Minor amounts, of less than about 10 percent of the resin content, of a diluent resin may be employed to provide improved compatibility, hot melt flowability, and the like properties. For example, useful diluent resins include resins or waxes without olefinic double bonds, carboxylic acids or hydroxyl groups, other functional groups which are not readily abstracted by free radical species under the conditions of the present process, and are selected from the group consisting of methyl terpolymer, a polyvinylidine fluoride, a polymethyl methacrylate, hydrogenated poly(styrene-butadiene), polyisobutylmethacrylate, polyacrylate, polymethacrylate, polystyrene, polystyrene acrylate, polystyrene methacrylate, polyvinyl chloride, a wax component with a weight average molecular weight from about 1,000 to about 6,000, and mixtures thereof, for example, mixtures of from 2 to 4 diluent resin or wax components.

The crosslinked portions of the partially crosslinked resin component can consist essentially of very high molecular weight microgel particles with high density crosslinking as measured by gel content and which are not soluble in substantially any solvents such as, for example, tetrahydrofuran, toluene, and the like. The microgel particles are highly crosslinked polymers with a short cross-link interpolymeric separation distances.

The linear portions of the partially crosslinked resin component or components have number average molecular weight (Mn), weight average molecular weight (Mw), molecular weight distribution (Mw/Mn), onset glass transition temperature (Tg) and melt viscosity substantially the same as the base resin without crosslinked gel content.

(What is asked)
Rewrite the resin passage starting with "The linear portions" and going on through "crosslinked gel content.", putting "unmodified resin" in place of "base resin". The rows that come next are drawn from a separate source.

[Dataset rows on where objects appear]
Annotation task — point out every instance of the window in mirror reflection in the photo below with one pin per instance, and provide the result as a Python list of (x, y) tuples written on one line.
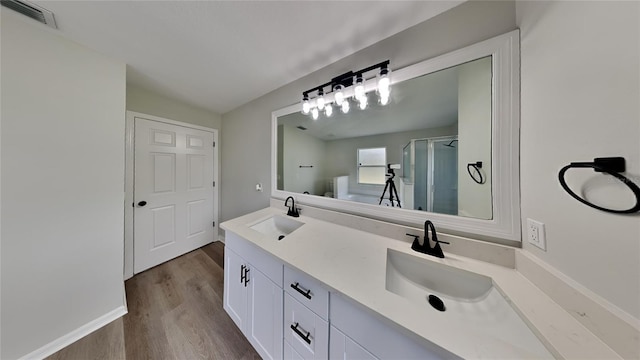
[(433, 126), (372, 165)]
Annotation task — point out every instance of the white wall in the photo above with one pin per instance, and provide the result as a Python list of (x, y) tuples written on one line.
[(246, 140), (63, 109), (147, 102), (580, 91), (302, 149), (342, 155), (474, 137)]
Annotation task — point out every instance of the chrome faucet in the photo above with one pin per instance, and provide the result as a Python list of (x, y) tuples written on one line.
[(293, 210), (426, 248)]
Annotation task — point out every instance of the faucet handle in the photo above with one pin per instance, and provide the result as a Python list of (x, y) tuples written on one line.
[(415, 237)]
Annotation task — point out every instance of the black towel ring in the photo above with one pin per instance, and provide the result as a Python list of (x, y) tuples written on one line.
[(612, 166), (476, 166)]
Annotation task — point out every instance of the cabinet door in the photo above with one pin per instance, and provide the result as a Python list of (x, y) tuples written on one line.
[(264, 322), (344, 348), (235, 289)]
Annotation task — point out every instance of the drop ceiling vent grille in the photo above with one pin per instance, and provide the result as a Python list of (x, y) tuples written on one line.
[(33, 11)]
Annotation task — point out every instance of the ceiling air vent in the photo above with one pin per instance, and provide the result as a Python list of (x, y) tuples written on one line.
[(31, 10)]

---

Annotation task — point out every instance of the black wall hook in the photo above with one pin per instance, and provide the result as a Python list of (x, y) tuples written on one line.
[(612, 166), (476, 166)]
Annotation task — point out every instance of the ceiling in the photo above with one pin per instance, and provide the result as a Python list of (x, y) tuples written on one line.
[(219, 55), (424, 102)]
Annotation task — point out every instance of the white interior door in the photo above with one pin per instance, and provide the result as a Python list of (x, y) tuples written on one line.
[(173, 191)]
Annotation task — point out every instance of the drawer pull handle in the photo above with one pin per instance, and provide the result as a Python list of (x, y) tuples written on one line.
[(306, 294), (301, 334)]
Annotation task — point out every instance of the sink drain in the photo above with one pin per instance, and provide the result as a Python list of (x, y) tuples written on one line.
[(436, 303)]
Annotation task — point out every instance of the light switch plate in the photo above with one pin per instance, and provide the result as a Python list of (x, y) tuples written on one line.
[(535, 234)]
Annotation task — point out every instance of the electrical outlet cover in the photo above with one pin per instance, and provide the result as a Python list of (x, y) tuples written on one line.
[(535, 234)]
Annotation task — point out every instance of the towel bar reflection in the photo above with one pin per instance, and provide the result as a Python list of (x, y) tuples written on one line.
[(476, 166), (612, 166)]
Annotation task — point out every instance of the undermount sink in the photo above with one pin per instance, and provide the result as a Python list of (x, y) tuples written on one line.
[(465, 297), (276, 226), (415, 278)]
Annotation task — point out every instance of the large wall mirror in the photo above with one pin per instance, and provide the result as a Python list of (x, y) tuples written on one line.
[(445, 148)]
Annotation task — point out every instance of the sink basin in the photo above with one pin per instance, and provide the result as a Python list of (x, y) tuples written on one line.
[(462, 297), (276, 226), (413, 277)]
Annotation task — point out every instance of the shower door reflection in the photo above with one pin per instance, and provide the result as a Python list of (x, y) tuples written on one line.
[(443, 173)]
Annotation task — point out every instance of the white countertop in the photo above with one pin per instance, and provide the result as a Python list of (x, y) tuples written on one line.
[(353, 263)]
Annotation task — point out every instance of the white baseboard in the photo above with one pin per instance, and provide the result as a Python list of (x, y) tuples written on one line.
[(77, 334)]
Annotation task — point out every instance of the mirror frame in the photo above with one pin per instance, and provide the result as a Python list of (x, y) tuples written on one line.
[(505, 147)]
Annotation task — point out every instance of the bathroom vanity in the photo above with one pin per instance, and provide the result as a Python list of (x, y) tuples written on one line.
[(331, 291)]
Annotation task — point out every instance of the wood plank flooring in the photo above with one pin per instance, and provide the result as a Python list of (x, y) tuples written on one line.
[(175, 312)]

* * *

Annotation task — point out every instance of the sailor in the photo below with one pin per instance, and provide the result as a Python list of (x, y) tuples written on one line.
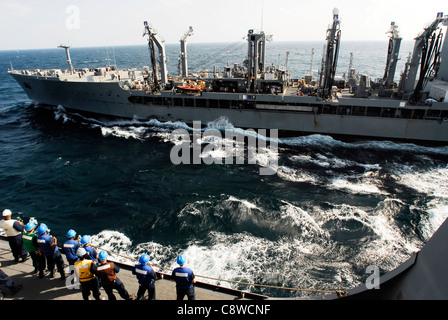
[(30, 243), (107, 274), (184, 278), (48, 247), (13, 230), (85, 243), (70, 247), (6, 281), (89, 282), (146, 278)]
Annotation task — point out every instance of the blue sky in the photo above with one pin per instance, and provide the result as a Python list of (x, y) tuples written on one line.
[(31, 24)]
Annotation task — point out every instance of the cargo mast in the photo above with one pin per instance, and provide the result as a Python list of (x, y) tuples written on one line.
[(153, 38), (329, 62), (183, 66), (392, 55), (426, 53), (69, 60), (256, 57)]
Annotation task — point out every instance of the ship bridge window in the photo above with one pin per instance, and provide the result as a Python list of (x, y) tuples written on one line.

(Correct output)
The linear portions of the partially crosslinked resin component or components have number average molecular weight (Mn), weight average molecular weight (Mw), molecular weight distribution (Mw/Mn), onset glass transition temperature (Tg) and melt viscosity substantially the same as the unmodified resin without crosslinked gel content.